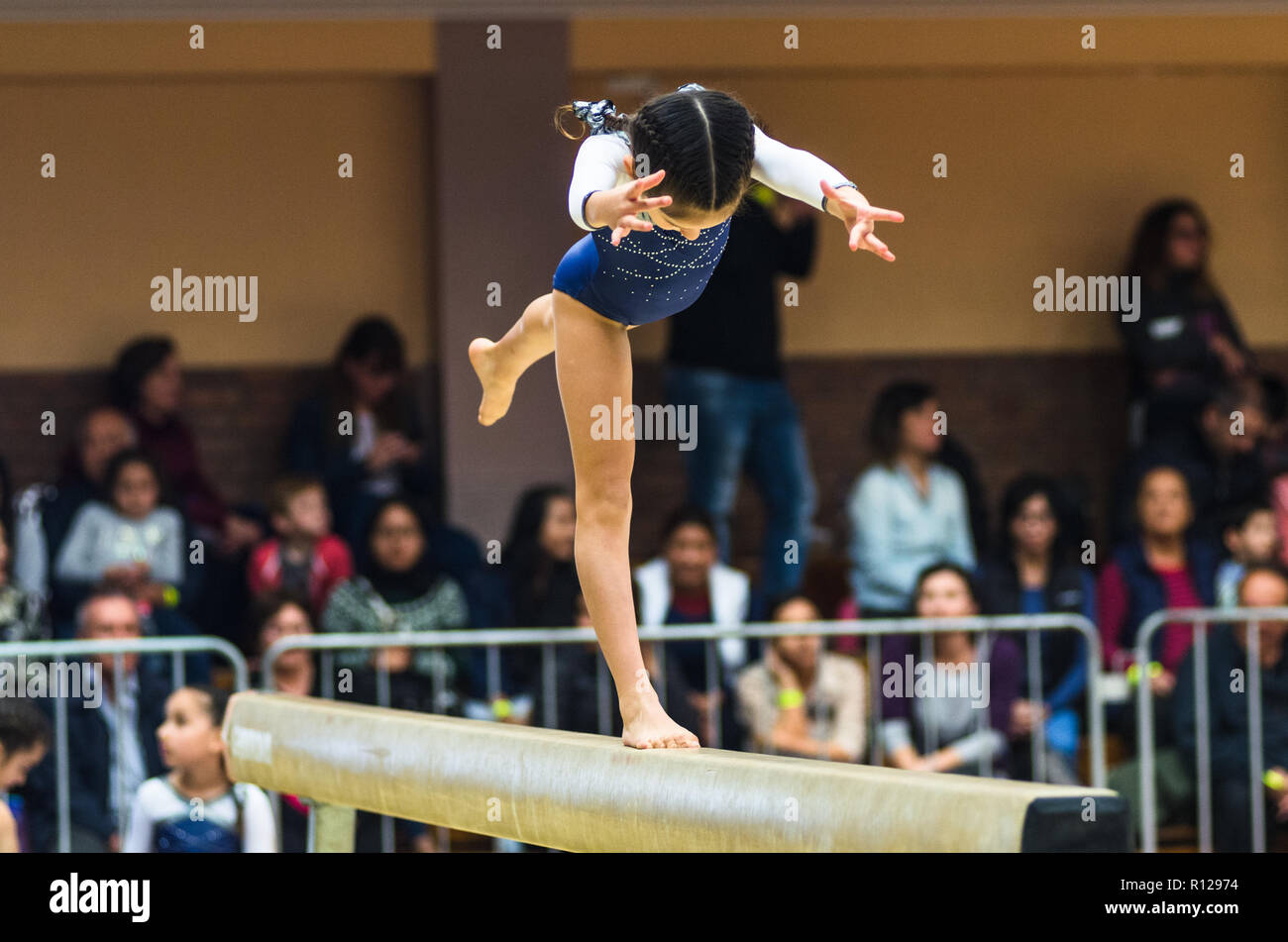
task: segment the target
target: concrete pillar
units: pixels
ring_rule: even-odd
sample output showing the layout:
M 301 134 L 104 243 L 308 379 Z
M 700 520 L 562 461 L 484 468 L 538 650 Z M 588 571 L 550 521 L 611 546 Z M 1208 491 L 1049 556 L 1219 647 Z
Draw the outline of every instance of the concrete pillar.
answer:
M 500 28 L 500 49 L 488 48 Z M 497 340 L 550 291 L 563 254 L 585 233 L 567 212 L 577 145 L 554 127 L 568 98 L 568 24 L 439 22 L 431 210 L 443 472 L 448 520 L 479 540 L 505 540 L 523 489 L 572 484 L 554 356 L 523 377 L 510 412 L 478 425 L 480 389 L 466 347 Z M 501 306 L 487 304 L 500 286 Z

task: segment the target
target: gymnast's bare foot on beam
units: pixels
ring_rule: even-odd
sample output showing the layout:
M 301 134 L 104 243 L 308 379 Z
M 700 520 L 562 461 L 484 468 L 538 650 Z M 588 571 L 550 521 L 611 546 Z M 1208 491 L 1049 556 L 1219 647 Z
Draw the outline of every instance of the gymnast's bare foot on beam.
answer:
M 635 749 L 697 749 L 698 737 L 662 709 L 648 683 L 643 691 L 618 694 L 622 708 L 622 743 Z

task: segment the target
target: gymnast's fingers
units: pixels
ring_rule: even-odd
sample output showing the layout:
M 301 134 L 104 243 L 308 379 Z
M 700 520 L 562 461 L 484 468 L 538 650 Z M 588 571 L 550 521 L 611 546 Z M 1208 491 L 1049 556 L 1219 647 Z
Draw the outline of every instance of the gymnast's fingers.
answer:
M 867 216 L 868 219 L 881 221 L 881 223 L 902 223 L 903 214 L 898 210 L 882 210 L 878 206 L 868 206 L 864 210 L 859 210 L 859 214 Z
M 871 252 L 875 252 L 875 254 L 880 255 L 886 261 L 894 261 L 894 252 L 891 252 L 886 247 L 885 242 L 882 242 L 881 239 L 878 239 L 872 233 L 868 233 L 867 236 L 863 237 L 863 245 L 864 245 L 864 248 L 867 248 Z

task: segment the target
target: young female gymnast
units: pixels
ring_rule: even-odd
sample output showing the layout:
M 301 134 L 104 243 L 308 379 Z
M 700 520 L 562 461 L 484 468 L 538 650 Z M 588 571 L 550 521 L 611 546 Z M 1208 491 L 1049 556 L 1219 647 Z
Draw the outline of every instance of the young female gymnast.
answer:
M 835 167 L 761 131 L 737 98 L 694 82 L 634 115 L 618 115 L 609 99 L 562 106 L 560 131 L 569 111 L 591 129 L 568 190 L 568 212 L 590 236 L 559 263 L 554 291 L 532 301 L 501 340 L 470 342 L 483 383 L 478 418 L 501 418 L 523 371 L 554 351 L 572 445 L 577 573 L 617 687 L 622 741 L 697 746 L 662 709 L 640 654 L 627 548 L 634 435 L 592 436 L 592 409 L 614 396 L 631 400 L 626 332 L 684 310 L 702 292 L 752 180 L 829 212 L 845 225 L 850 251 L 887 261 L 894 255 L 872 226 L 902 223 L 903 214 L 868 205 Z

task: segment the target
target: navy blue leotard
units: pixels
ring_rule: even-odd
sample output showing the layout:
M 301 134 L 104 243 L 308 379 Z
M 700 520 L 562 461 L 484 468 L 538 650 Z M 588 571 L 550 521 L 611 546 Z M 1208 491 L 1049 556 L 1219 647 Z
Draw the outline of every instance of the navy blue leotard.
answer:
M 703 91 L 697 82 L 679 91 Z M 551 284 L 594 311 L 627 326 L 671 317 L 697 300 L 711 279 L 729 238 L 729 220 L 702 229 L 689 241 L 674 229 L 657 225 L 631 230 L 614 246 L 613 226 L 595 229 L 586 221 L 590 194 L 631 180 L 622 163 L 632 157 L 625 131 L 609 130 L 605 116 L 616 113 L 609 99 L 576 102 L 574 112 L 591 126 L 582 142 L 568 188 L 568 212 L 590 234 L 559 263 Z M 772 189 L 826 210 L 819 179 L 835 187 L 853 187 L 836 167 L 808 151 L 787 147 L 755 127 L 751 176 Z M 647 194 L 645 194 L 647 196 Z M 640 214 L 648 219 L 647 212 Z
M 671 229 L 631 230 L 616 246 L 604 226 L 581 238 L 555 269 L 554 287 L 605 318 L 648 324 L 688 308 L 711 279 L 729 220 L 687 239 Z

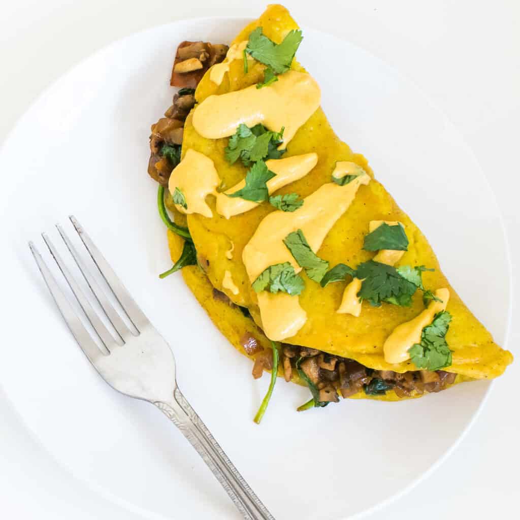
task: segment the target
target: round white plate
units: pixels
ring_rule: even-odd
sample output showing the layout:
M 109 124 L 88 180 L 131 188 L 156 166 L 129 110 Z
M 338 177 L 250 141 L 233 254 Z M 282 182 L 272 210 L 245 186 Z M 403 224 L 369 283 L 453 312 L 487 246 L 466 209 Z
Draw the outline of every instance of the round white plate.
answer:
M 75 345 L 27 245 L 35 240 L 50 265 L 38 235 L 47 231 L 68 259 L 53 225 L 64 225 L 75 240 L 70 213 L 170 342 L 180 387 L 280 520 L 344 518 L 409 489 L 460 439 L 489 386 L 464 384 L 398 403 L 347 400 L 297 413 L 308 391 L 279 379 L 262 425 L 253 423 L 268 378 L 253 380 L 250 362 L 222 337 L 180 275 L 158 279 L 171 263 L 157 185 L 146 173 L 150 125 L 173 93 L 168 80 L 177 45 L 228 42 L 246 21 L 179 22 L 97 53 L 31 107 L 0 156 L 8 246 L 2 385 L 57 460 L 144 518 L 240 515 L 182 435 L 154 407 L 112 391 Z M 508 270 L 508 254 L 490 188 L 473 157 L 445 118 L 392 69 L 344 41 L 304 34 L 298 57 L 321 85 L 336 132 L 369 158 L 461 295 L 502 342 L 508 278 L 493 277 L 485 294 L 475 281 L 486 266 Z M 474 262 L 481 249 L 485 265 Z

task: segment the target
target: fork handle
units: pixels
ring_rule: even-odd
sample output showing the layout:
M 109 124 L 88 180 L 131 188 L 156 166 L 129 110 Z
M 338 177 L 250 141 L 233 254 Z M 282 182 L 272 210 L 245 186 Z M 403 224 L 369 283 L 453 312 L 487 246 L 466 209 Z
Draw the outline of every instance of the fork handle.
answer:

...

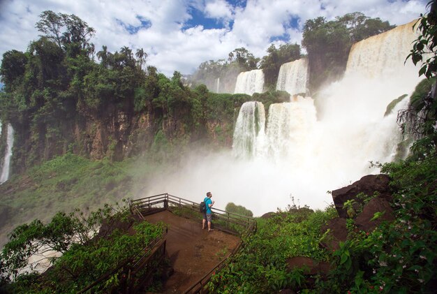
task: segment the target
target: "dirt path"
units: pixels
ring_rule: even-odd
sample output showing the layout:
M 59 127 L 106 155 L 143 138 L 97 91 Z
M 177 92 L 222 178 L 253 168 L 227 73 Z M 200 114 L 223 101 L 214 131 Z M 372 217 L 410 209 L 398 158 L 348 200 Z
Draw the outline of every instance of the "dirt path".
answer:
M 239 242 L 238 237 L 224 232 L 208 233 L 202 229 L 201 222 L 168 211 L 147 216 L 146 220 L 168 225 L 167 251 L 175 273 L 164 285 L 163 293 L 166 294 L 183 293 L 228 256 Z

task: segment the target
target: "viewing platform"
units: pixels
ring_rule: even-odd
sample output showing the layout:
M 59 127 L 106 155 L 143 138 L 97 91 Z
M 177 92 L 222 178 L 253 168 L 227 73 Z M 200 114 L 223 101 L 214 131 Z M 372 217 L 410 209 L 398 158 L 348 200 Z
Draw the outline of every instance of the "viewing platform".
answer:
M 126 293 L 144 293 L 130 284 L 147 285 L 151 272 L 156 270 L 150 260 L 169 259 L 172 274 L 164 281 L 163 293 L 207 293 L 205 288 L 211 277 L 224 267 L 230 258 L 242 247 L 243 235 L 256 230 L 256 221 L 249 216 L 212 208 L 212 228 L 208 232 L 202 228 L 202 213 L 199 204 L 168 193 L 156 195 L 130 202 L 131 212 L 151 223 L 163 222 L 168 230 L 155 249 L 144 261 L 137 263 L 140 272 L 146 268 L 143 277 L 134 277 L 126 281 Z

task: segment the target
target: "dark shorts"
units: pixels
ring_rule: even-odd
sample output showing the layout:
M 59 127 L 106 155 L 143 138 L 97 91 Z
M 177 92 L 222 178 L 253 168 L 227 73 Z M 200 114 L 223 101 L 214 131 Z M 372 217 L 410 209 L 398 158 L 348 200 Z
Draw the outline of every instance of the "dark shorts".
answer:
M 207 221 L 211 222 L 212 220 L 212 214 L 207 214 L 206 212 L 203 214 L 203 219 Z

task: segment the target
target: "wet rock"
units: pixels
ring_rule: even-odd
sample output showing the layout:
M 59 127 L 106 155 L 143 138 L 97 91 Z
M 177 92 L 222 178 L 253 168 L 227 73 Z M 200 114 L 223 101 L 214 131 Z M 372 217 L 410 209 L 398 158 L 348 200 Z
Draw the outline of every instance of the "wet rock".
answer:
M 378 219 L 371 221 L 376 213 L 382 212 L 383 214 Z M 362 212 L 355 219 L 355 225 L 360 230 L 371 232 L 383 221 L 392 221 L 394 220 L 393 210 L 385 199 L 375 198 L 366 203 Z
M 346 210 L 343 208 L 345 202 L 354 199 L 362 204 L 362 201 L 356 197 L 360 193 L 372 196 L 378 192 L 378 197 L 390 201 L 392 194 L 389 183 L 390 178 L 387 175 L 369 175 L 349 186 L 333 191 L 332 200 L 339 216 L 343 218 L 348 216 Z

==

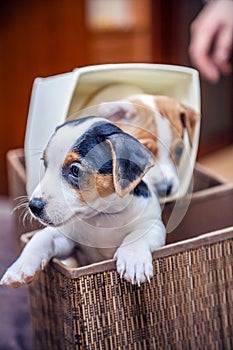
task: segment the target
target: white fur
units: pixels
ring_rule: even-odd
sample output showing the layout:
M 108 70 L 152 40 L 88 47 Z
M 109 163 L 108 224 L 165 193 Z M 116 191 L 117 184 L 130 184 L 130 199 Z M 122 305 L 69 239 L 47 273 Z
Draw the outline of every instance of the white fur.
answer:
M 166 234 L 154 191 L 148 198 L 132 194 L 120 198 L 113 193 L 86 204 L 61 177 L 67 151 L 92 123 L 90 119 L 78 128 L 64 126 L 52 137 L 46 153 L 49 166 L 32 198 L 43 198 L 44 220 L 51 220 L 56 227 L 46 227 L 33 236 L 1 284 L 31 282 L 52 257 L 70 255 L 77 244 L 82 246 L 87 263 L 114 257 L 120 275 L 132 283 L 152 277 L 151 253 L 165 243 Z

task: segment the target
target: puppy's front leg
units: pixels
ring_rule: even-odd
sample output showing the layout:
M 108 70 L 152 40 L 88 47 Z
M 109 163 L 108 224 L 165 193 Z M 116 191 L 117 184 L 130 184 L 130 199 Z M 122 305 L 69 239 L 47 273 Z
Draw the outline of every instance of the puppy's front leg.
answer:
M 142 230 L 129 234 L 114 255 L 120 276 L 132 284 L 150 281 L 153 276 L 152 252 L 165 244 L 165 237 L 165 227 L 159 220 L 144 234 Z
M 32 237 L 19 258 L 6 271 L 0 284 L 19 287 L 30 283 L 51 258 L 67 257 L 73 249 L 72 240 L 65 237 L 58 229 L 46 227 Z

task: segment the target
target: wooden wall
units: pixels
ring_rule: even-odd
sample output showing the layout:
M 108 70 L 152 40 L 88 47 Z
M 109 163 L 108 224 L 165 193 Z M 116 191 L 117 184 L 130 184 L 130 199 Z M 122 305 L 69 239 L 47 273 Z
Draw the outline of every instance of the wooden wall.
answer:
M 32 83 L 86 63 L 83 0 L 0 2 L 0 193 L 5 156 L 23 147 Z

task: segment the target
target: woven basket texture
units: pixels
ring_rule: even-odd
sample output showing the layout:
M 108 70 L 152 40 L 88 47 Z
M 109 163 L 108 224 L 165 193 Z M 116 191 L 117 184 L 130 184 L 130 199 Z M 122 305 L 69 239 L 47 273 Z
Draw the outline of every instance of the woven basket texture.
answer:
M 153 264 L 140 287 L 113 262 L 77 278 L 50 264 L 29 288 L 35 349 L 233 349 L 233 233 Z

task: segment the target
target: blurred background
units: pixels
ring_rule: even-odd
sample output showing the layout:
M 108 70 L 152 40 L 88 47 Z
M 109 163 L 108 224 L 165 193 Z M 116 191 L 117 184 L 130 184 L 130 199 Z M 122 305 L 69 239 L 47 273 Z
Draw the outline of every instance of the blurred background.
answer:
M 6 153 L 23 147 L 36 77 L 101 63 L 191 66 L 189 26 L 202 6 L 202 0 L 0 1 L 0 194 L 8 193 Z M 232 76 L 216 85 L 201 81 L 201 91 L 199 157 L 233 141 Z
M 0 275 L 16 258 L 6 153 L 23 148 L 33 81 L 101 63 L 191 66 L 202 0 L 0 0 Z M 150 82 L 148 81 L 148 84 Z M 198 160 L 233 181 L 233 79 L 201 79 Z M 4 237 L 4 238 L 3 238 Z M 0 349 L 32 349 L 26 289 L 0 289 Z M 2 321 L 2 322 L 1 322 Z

**INSTRUCTIONS FOR THE TASK**
Copy out every line of the rows above that contains the string "dark". Case counts.

**EXERCISE RESPONSE**
target: "dark shorts"
Draw the outline of every instance of the "dark shorts".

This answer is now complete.